### 工作要求:
1. 请列出这篇 Kruskal 重构树题解的代码中，用 const 语句定义的全部常量名。
2. 请原样复述记录中的若干行，从记录的第一行开始，到包含“[[[22,53],[24,30],[20,16],[14,9],[7,9],[0,16],[0,48]]]”的那一行结束，首尾两行都要包括在内。

═════ 所给文本 ═════

简单题。

一眼求出最大生成树作一个 Kruskal 重构树。
然后稍微想一想会发现干一个倍增，dijkstra 预处理每个点到 1 的最短距离，直接做一个子树 Min 即可。

#include <bits/stdc++.h>
using namespace std;
const int N = 4e5 + 15, M = N << 1, INF = 0x3f3f3f3f;

int T;
int n, m, lst = 0;

struct Graph {
    int h[N], e[M], w[M], ne[M], idx;
    void init() {
        for (int i = 1; i <= n; i++) h[i] = -1;
        idx = 0;
    }
    void add(int a, int b, int c) { e[idx] = b, w[idx] = c, ne[idx] = h[a], h[a] = idx++; }

    int d[N];
    bool st[N];
    priority_queue< pair<int, int> > q;
    void dijkstra() {
        for (int i = 1; i <= n; i++) d[i] = INF, st[i] = 0;
        while (q.size()) q.pop();

        d[1] = 0, q.push(make_pair(0, 1));
        while (q.size()) {
            int u = q.top().second; q.pop();
            if (st[u]) continue;
            st[u] = 1;
            for (int i = h[u]; ~i; i = ne[i]) {
                int v = e[i];
                if (d[v] > d[u] + w[i]) {
                    d[v] = d[u] + w[i];
                    q.push(make_pair(-d[v], v));
                }
            }
        }
    }
} G;

struct edges {
    int u, v, h, w; //h 海拔；w 长度
} edge[M];
bool cmp(edges a, edges b) {
    if (a.h != b.h) return a.h > b.h;
    return a.w > b.w;
}

int n1 = 0;
struct Tree {
    int h[N], e[M], ne[M], idx = 0;
    int dep[N];
    int w[N];   //表示海拔，点权
    int Min[N]; //子树内最小的到 1 距离
    void init() {
        for (int i = 1; i <= n * 2; i++) h[i] = -1, dep[i] = 0;
        idx = 0;
    }
    void add(int a, int b) { e[idx] = b, ne[idx] = h[a], h[a] = idx++; }
    int fa[N][25];
    void dfs(int u, int father) {
        fa[u][0] = father, dep[u] = dep[father] + 1;
        if (u <= n) Min[u] = G.d[u];
        else Min[u] = INF;
        for (int i = h[u]; ~i; i = ne[i]) {
            int v = e[i];
            if (v == father) continue;
            dfs(v, u);
            Min[u] = min(Min[u], Min[v]);
        }
    }
    void get() {
        for (int i = 1; i <= 20; i++)

═════ 所给材料 ═════

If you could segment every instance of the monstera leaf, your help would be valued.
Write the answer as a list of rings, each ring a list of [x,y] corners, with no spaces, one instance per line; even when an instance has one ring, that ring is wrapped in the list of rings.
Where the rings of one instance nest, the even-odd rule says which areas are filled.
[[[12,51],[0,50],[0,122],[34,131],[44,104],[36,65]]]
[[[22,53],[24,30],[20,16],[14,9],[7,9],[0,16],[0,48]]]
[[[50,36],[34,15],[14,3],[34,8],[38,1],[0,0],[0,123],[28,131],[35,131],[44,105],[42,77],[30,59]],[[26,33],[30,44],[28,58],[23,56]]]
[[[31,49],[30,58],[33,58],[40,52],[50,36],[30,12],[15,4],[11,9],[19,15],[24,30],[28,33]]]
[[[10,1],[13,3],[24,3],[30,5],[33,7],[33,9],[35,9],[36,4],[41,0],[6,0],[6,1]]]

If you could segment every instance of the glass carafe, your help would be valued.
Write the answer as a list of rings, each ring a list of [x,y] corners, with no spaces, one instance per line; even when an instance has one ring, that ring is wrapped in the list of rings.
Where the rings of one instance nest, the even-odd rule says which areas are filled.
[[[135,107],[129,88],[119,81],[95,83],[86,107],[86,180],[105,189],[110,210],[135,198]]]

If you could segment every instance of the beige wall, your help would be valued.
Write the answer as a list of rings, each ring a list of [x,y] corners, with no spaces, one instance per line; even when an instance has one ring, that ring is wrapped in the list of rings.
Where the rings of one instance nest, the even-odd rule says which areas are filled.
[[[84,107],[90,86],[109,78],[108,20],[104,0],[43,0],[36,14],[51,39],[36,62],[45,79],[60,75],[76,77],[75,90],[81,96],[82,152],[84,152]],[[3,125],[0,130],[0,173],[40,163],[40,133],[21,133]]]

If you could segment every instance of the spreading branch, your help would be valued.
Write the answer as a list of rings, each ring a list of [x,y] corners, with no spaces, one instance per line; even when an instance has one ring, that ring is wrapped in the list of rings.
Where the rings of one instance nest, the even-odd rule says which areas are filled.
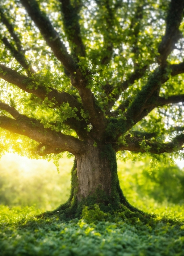
[[[73,60],[45,14],[40,11],[37,2],[36,0],[20,2],[58,60],[69,72],[73,73],[76,69]]]
[[[136,67],[134,72],[128,76],[126,80],[121,83],[119,85],[117,86],[117,92],[115,94],[111,93],[115,89],[112,87],[109,90],[108,94],[111,94],[111,97],[112,99],[110,100],[108,103],[106,112],[107,114],[110,114],[110,110],[114,105],[115,102],[119,99],[121,94],[124,91],[127,90],[128,87],[133,84],[136,80],[141,78],[147,68],[148,65],[147,65],[141,68]]]
[[[6,37],[1,38],[1,40],[6,49],[10,51],[12,56],[26,70],[27,75],[29,76],[31,74],[34,73],[35,73],[34,70],[27,61],[22,51],[18,51],[12,43],[9,42]]]
[[[9,83],[13,84],[29,93],[32,93],[44,100],[46,97],[54,103],[54,107],[60,106],[63,103],[68,103],[70,106],[76,108],[78,111],[76,114],[81,121],[77,121],[74,118],[68,118],[66,123],[75,130],[78,136],[83,137],[86,133],[84,128],[86,123],[81,120],[80,112],[81,104],[72,95],[64,91],[59,92],[53,88],[47,89],[43,84],[39,84],[39,81],[33,77],[29,77],[20,75],[18,72],[0,64],[0,78]]]
[[[177,135],[170,142],[166,143],[142,139],[128,135],[125,136],[124,144],[116,145],[114,148],[116,152],[119,150],[129,150],[142,153],[147,152],[153,154],[161,154],[171,153],[180,149],[182,150],[183,148],[182,147],[184,143],[184,133]]]
[[[79,23],[78,13],[82,6],[81,1],[76,1],[73,7],[70,0],[60,0],[61,3],[61,10],[63,14],[63,24],[65,33],[67,35],[70,47],[74,56],[85,55],[85,47],[81,34]]]
[[[74,154],[85,150],[84,143],[78,139],[52,130],[50,128],[44,128],[39,120],[21,114],[13,107],[5,103],[0,102],[0,108],[15,118],[0,116],[0,127],[2,128],[27,136],[54,148],[68,151]]]
[[[175,44],[181,38],[179,28],[183,14],[183,0],[171,0],[166,19],[166,29],[158,48],[159,63],[165,64],[168,55],[174,49]]]
[[[181,68],[181,64],[169,65],[168,67],[169,69],[171,70],[171,75],[178,74],[179,72],[183,73],[184,70]],[[127,130],[130,129],[133,125],[147,115],[153,108],[159,105],[158,99],[161,86],[169,78],[167,69],[162,68],[156,69],[150,76],[146,84],[137,93],[124,114],[128,120]],[[172,98],[170,99],[172,101]],[[173,100],[174,99],[176,99],[177,101],[178,99],[180,100],[181,99],[180,98],[178,99],[176,97],[173,98]],[[181,101],[182,101],[182,99]],[[167,104],[166,101],[165,102]],[[170,102],[174,103],[172,101]],[[168,101],[167,104],[169,103]]]

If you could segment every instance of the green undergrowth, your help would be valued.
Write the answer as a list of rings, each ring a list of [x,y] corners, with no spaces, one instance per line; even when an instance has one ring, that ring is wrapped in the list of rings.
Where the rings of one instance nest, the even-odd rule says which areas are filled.
[[[0,208],[0,255],[182,255],[181,219],[142,218],[124,207],[104,213],[85,207],[80,218],[37,218],[33,207]]]

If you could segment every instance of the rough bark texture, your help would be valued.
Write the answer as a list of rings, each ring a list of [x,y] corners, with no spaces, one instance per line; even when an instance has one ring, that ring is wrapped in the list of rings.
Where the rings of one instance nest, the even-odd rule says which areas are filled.
[[[108,196],[111,192],[111,173],[109,161],[102,157],[100,149],[89,145],[88,151],[76,155],[78,183],[78,200],[92,194],[100,187]]]

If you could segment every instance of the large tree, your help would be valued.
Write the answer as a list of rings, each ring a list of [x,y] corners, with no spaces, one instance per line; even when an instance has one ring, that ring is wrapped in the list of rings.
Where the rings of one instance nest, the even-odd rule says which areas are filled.
[[[154,161],[183,148],[183,0],[5,0],[0,7],[2,152],[75,156],[61,213],[74,217],[97,203],[138,210],[120,188],[116,154]]]

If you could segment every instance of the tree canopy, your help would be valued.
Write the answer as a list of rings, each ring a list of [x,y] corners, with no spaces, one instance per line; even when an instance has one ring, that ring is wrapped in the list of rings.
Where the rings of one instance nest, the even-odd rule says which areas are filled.
[[[88,139],[182,152],[183,9],[183,0],[1,2],[2,152],[75,155]]]

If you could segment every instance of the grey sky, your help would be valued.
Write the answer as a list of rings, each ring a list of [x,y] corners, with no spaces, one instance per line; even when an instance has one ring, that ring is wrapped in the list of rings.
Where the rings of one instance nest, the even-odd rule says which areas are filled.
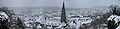
[[[1,0],[6,7],[61,7],[63,0]],[[67,8],[86,8],[96,6],[119,5],[119,0],[64,0]]]

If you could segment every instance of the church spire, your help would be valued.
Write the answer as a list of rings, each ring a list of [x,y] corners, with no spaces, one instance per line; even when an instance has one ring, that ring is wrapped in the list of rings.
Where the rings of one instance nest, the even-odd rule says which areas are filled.
[[[66,22],[66,12],[65,12],[65,6],[64,6],[64,2],[63,2],[63,6],[62,6],[62,12],[61,12],[61,23],[67,23]]]

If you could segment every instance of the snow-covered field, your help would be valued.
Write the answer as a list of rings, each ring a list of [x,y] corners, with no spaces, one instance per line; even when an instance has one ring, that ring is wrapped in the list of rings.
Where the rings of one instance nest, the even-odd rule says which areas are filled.
[[[31,28],[37,25],[36,28],[41,28],[40,24],[58,26],[62,28],[65,23],[60,23],[61,9],[60,8],[9,8],[13,10],[19,18],[22,19],[26,27]],[[90,24],[91,21],[108,13],[108,8],[82,8],[82,9],[66,9],[66,18],[69,28],[79,29],[83,24]],[[36,23],[39,22],[39,23]]]

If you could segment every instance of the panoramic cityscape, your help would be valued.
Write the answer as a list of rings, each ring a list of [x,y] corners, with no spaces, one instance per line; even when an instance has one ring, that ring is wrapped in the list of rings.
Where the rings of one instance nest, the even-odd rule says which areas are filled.
[[[119,0],[0,0],[0,29],[120,29]]]

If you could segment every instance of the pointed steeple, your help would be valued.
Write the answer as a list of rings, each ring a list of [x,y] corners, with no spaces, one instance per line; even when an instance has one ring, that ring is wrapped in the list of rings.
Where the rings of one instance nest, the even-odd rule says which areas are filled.
[[[61,23],[67,23],[66,21],[66,12],[65,12],[65,6],[64,6],[64,2],[63,2],[63,6],[62,6],[62,12],[61,12]]]

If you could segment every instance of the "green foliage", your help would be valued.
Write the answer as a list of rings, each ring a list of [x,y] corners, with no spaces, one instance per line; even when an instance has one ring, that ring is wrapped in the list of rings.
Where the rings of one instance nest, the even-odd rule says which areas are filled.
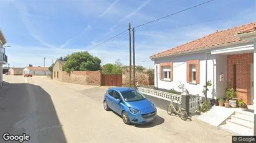
[[[145,69],[145,68],[141,66],[138,66],[136,67],[136,70],[138,72],[143,72]]]
[[[235,99],[237,97],[237,92],[233,88],[227,89],[225,95],[229,100]]]
[[[238,101],[238,106],[240,108],[245,108],[247,106],[247,105],[245,103],[245,102],[244,102],[244,100],[243,99],[240,99]]]
[[[103,74],[121,74],[123,64],[119,59],[116,59],[115,64],[106,64],[103,66],[102,73]]]
[[[202,107],[201,108],[201,111],[204,113],[209,111],[209,109],[210,101],[209,100],[206,100],[206,101],[202,103]]]
[[[64,68],[67,72],[71,71],[98,71],[102,61],[92,56],[88,51],[75,52],[67,58]]]
[[[225,100],[224,98],[220,98],[219,99],[218,102],[224,103]]]
[[[212,86],[212,81],[211,80],[207,81],[207,87],[211,87]],[[206,85],[204,85],[204,89],[203,89],[202,92],[202,93],[203,93],[204,95],[206,94],[206,90],[207,91],[209,90],[207,89],[206,89]]]
[[[148,70],[148,71],[146,71],[146,74],[152,74],[152,71],[151,70]]]
[[[173,94],[179,94],[179,93],[175,90],[174,89],[172,89],[170,90],[169,90],[169,93],[173,93]]]
[[[52,71],[54,69],[54,64],[52,64],[52,65],[50,65],[50,66],[48,67],[49,71],[50,71],[51,72],[52,72]]]

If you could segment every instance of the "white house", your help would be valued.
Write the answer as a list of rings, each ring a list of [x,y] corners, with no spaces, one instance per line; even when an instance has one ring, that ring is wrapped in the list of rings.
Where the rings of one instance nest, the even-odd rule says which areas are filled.
[[[26,67],[23,69],[23,75],[31,74],[34,76],[49,76],[51,74],[47,67]]]
[[[0,29],[0,87],[2,87],[2,65],[7,63],[6,50],[5,48],[2,48],[3,45],[6,43],[6,39]]]
[[[255,27],[256,22],[217,31],[151,56],[155,87],[179,90],[178,85],[181,83],[190,94],[204,96],[203,87],[211,80],[207,98],[225,97],[225,89],[232,87],[239,99],[253,105],[255,43],[252,38],[242,38],[243,34],[239,33],[255,34]]]

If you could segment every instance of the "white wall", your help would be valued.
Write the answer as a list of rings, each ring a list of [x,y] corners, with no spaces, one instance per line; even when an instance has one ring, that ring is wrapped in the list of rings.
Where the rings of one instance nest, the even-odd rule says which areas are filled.
[[[191,84],[187,83],[187,60],[200,60],[200,79],[199,84]],[[184,84],[190,94],[204,96],[202,93],[203,86],[206,84],[206,54],[205,53],[187,54],[184,56],[169,57],[154,60],[155,79],[154,85],[156,87],[164,89],[171,89],[174,88],[179,91],[178,86]],[[173,81],[162,81],[159,80],[159,63],[173,62]],[[221,64],[221,63],[220,63]],[[157,66],[157,69],[156,69]],[[157,73],[156,73],[157,71]],[[214,98],[215,93],[212,94],[212,91],[216,90],[216,61],[214,55],[208,54],[207,60],[207,80],[211,80],[212,85],[208,87],[209,91],[207,92],[208,98]]]
[[[28,69],[27,67],[23,69],[23,75],[26,74],[29,74],[29,69]]]
[[[23,70],[23,74],[31,74],[32,75],[34,76],[45,76],[44,71],[31,71],[28,69],[27,68],[25,68]],[[49,71],[45,71],[45,76],[49,76],[50,75],[51,72]]]

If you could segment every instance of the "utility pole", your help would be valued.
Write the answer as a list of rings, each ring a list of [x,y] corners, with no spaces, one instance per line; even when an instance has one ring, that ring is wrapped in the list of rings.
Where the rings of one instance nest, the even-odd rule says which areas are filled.
[[[129,41],[130,41],[130,80],[129,87],[131,87],[131,24],[129,23]]]
[[[135,89],[135,28],[133,28],[133,87]]]
[[[44,67],[45,67],[45,59],[46,58],[44,58]]]
[[[10,64],[8,63],[8,75],[10,74]]]

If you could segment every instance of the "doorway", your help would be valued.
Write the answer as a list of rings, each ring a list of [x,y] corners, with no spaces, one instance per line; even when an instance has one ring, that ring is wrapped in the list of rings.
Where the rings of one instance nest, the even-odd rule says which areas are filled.
[[[250,64],[250,85],[251,85],[251,93],[252,95],[252,103],[254,105],[254,63]]]

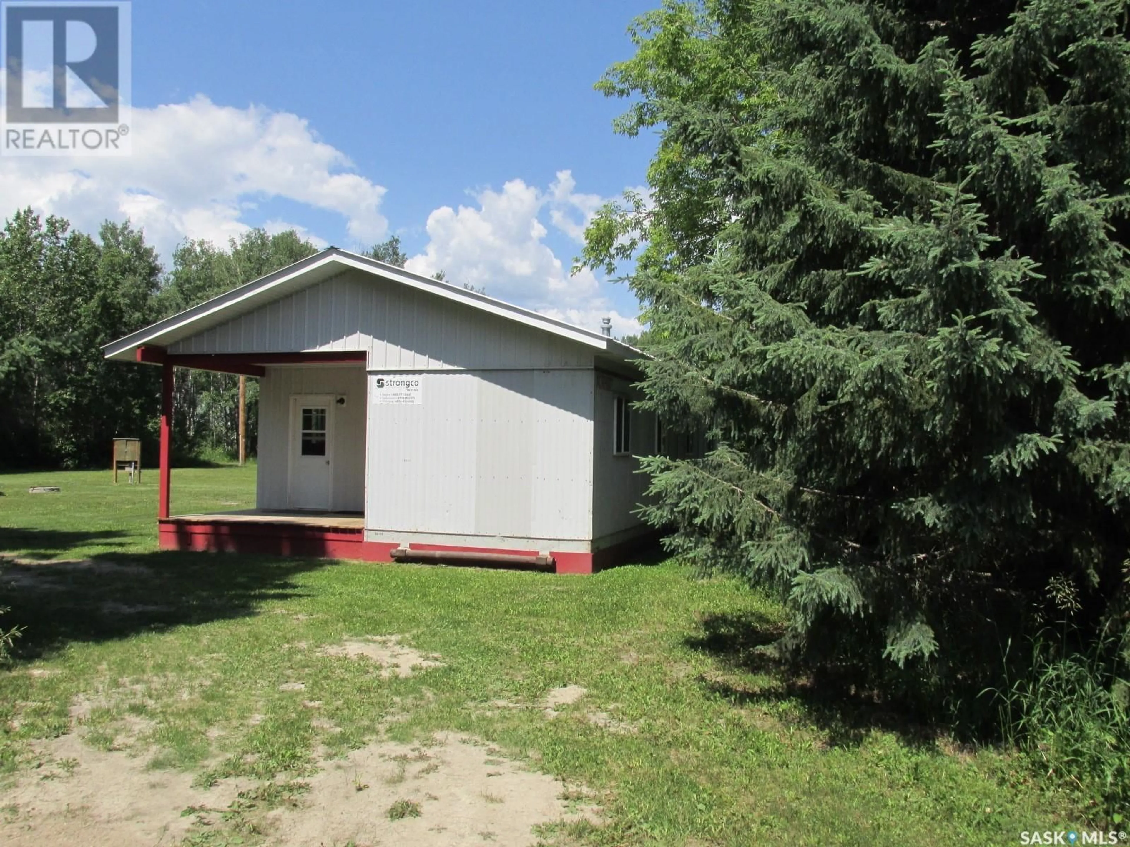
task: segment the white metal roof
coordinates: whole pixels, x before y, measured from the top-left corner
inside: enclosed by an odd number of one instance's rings
[[[193,306],[180,314],[146,326],[144,330],[138,330],[123,339],[105,344],[102,349],[105,351],[107,359],[133,361],[136,350],[139,347],[145,344],[168,347],[198,332],[210,330],[212,326],[252,312],[279,297],[330,279],[349,269],[383,277],[410,288],[434,294],[437,297],[462,303],[471,308],[488,312],[506,320],[542,330],[544,332],[567,338],[577,343],[594,348],[597,351],[609,353],[618,359],[645,357],[645,353],[640,352],[634,347],[610,339],[599,332],[574,326],[573,324],[547,317],[521,306],[514,306],[504,300],[468,290],[461,286],[429,277],[421,277],[418,273],[406,271],[403,268],[385,264],[375,259],[350,253],[338,247],[328,247],[275,273],[257,279],[253,282],[247,282],[238,288],[233,288],[231,291],[201,303],[199,306]]]

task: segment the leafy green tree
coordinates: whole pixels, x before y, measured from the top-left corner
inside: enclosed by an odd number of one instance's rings
[[[584,261],[650,321],[646,516],[780,586],[780,647],[924,709],[1009,638],[1122,613],[1124,2],[668,2],[599,87],[657,128]],[[1093,629],[1090,630],[1093,631]]]
[[[373,248],[365,255],[372,256],[379,262],[395,265],[397,268],[403,268],[405,262],[408,261],[408,255],[400,248],[399,235],[390,235],[386,241],[374,244]]]
[[[99,235],[31,210],[0,234],[0,464],[102,464],[156,408],[151,378],[99,348],[153,318],[160,265],[129,224]]]

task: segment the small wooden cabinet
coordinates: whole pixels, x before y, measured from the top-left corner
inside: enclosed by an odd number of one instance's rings
[[[129,471],[130,482],[141,484],[141,439],[114,439],[114,484],[118,484],[118,471]],[[136,477],[134,477],[136,474]]]

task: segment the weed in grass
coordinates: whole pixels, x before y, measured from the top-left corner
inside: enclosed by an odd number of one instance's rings
[[[420,804],[412,800],[398,800],[385,812],[390,821],[402,821],[405,818],[419,818],[424,814]]]

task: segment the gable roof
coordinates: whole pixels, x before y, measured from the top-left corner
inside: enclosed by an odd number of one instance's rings
[[[470,308],[487,312],[508,321],[532,326],[537,330],[560,335],[580,344],[593,348],[594,351],[611,353],[616,358],[635,359],[645,355],[620,341],[602,335],[592,330],[514,306],[504,300],[488,297],[485,294],[471,291],[461,286],[442,280],[421,277],[406,271],[403,268],[385,264],[375,259],[350,253],[338,247],[328,247],[320,253],[307,256],[281,270],[269,273],[252,282],[206,300],[198,306],[188,308],[163,321],[138,330],[125,338],[105,344],[102,349],[107,359],[134,361],[139,347],[153,344],[168,347],[177,341],[210,330],[214,326],[247,314],[280,297],[328,280],[346,270],[359,270],[365,273],[392,280],[401,285],[427,291],[437,297],[461,303]]]

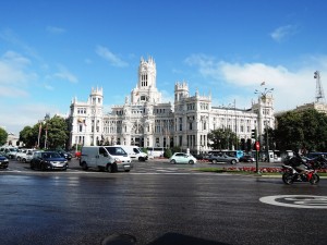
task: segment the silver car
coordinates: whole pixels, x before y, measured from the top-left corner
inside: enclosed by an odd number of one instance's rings
[[[239,159],[235,157],[229,157],[226,154],[211,154],[209,157],[209,161],[213,163],[229,162],[231,164],[235,164],[239,162]]]
[[[184,152],[174,152],[171,158],[169,158],[169,162],[171,164],[175,163],[189,163],[194,164],[196,163],[196,158],[193,157],[191,154],[184,154]]]

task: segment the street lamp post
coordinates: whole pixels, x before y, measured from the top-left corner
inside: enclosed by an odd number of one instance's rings
[[[265,83],[263,83],[265,84]],[[269,138],[268,138],[268,123],[267,123],[267,94],[272,93],[274,88],[266,88],[262,91],[255,89],[254,94],[258,94],[261,95],[261,99],[265,101],[265,110],[264,110],[264,114],[265,114],[265,128],[266,128],[266,155],[267,155],[267,161],[270,161],[269,158]]]

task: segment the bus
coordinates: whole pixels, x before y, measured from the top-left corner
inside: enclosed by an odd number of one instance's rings
[[[234,157],[238,159],[244,156],[243,150],[210,150],[208,154],[225,154],[229,157]]]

═════

### 分题答案:
1. N、M、INF

2.
If you could segment every instance of the monstera leaf, your help would be valued.
Write the answer as a list of rings, each ring a list of [x,y] corners, with no spaces, one instance per line; even when an instance has one ring, that ring is wrapped in the list of rings.
Where the rings of one instance nest, the even-odd rule says which areas are filled.
[[[12,51],[0,50],[0,122],[34,131],[44,104],[36,65]]]
[[[22,53],[24,30],[20,16],[14,9],[7,9],[0,16],[0,48]]]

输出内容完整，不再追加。